**** DATA FOR THIS TASK
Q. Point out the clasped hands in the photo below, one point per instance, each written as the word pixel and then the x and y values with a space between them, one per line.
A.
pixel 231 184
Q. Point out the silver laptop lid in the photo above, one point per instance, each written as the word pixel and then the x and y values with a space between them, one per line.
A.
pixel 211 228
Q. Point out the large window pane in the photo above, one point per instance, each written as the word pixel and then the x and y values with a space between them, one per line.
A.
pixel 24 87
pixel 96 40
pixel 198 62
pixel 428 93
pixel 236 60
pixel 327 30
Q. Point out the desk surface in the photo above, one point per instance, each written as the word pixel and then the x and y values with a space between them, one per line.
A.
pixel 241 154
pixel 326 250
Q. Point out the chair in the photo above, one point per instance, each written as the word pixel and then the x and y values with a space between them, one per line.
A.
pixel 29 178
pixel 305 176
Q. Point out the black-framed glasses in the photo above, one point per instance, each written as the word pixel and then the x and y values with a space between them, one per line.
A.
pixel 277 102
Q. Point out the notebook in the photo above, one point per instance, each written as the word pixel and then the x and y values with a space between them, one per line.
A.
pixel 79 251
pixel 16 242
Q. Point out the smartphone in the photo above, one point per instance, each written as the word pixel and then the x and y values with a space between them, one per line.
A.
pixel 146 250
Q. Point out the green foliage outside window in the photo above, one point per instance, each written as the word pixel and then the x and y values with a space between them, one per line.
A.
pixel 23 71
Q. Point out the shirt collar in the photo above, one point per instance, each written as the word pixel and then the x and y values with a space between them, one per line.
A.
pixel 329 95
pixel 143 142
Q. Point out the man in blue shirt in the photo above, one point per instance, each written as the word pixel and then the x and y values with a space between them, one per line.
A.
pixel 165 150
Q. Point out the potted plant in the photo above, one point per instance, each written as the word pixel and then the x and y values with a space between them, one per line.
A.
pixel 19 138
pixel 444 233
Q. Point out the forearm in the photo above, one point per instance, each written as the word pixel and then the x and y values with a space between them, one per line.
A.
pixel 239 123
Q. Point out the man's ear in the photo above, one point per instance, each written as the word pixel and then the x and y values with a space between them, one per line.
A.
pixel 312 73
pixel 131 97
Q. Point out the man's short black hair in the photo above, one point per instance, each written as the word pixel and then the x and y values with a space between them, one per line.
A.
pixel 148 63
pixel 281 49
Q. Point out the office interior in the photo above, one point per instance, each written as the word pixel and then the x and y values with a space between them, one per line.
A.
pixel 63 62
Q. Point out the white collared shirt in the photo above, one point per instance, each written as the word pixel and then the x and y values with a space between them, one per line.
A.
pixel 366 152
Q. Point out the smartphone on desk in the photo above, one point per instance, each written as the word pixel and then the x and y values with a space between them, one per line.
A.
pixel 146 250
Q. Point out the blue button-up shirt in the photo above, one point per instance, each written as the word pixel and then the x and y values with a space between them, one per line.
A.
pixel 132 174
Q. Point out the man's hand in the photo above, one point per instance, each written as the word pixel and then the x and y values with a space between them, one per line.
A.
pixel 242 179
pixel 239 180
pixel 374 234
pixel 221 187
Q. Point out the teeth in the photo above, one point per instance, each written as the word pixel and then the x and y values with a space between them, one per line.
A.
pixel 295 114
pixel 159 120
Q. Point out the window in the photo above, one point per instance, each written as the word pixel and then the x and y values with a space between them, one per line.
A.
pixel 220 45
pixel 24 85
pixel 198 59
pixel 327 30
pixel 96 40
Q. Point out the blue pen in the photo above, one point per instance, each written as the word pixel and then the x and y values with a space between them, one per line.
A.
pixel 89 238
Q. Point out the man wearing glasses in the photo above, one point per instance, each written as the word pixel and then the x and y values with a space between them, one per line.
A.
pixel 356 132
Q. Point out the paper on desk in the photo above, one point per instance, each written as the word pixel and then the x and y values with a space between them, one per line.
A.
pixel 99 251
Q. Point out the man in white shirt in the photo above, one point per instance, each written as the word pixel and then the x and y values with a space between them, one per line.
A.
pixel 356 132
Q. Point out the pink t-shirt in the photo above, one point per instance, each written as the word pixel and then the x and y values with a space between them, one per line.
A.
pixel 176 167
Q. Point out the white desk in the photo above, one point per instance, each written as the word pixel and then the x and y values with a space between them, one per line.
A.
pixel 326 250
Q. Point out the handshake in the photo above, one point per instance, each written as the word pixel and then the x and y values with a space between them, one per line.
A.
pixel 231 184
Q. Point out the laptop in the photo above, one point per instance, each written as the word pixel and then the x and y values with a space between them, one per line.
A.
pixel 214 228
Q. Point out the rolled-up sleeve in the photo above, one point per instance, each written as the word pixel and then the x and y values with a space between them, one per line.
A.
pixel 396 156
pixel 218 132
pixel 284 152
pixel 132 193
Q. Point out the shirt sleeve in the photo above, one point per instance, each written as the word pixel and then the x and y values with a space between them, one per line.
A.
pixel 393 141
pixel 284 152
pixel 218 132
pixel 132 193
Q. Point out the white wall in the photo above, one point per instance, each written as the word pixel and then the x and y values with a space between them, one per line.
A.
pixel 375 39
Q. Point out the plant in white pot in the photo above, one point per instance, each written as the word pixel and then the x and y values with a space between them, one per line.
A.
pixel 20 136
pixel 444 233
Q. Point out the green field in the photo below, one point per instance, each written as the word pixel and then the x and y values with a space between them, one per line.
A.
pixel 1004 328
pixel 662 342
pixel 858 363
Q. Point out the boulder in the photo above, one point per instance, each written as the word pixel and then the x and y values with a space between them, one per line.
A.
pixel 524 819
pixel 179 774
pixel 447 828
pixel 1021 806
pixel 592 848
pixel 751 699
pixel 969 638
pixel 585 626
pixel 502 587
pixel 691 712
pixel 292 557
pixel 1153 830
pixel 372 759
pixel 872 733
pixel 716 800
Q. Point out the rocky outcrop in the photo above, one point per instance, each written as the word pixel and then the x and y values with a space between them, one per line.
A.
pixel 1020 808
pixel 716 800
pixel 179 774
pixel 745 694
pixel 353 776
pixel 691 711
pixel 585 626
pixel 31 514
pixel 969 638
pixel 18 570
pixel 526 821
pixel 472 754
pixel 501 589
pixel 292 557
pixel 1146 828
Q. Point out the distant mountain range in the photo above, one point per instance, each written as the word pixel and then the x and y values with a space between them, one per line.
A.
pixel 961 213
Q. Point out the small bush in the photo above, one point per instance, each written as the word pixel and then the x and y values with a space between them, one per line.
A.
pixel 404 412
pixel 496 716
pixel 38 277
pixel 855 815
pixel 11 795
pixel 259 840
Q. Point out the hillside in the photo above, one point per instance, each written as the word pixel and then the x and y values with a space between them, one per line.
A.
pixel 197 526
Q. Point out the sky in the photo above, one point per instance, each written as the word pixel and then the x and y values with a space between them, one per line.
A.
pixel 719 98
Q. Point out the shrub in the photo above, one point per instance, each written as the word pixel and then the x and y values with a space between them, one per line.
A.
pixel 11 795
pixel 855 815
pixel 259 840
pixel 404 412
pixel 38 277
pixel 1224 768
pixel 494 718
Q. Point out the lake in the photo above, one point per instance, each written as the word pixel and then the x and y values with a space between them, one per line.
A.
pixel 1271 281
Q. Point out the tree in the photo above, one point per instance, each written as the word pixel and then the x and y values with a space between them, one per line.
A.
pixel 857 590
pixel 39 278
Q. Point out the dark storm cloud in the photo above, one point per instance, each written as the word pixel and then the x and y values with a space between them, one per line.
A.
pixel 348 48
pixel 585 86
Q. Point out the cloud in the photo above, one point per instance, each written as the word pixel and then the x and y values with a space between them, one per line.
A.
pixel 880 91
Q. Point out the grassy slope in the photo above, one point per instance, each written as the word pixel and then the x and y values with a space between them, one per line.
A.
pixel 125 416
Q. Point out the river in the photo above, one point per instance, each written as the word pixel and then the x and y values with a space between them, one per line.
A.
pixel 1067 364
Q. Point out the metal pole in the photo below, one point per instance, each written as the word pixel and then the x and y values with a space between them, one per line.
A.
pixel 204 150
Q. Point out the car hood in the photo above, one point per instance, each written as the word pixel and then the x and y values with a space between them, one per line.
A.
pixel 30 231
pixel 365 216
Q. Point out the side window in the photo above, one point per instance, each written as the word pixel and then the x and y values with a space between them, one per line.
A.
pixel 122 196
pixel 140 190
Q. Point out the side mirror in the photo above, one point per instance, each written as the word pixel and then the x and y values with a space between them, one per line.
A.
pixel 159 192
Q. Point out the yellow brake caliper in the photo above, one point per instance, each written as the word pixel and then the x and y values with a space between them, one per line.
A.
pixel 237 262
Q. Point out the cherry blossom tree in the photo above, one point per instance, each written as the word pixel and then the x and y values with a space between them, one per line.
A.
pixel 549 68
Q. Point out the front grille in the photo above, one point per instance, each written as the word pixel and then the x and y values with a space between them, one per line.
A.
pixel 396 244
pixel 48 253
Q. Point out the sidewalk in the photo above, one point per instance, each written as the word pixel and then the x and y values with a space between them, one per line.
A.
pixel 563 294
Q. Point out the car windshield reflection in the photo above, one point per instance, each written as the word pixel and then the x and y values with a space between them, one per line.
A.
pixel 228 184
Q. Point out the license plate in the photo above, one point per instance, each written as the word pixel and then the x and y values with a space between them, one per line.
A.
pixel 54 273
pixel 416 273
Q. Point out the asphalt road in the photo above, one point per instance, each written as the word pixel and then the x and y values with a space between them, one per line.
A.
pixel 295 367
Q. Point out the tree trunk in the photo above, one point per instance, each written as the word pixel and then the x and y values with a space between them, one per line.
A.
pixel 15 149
********
Everything above from the line containing "Q. Point out the laptop" down to the line containing "Q. Point out the boulder" should be copied exactly, both end lines included, and nothing else.

** TASK RESPONSE **
Q. Point out the laptop in the photo above, one point per instance, each written as the word pixel and then the x and y values with a space between them, one per line.
A.
pixel 214 228
Q. Point out the rolled-up sleeve in the photo above, one point per instance, each written as the word pixel and then the x and y values with a space between them, one per line.
A.
pixel 396 156
pixel 218 132
pixel 284 152
pixel 132 193
Q. Point out the shirt sleeve in the photo above, one point per instance, each written as the word pixel and then the x and y values with a space between them, one per line.
A.
pixel 393 141
pixel 284 152
pixel 218 132
pixel 132 193
Q. Point out the white wall in the photo above, one point per instance, each written as the word pixel and then the x and y values with a space between them, one per line.
A.
pixel 375 39
Q. Point out the plant in white pot in the photo above, one point per instance, each written as the word pixel and then the x and y values with a space between them, one per line.
A.
pixel 20 136
pixel 444 233
Q. Point out the green field in the photo below, one point per instance, each written as the word pixel and then the x and y values with a space between them, one per line.
A.
pixel 1004 328
pixel 662 342
pixel 858 363
Q. Point out the boulder in the photo above, one point per instance, each written as the word pixel and then the x and y values with a space between them, one per line.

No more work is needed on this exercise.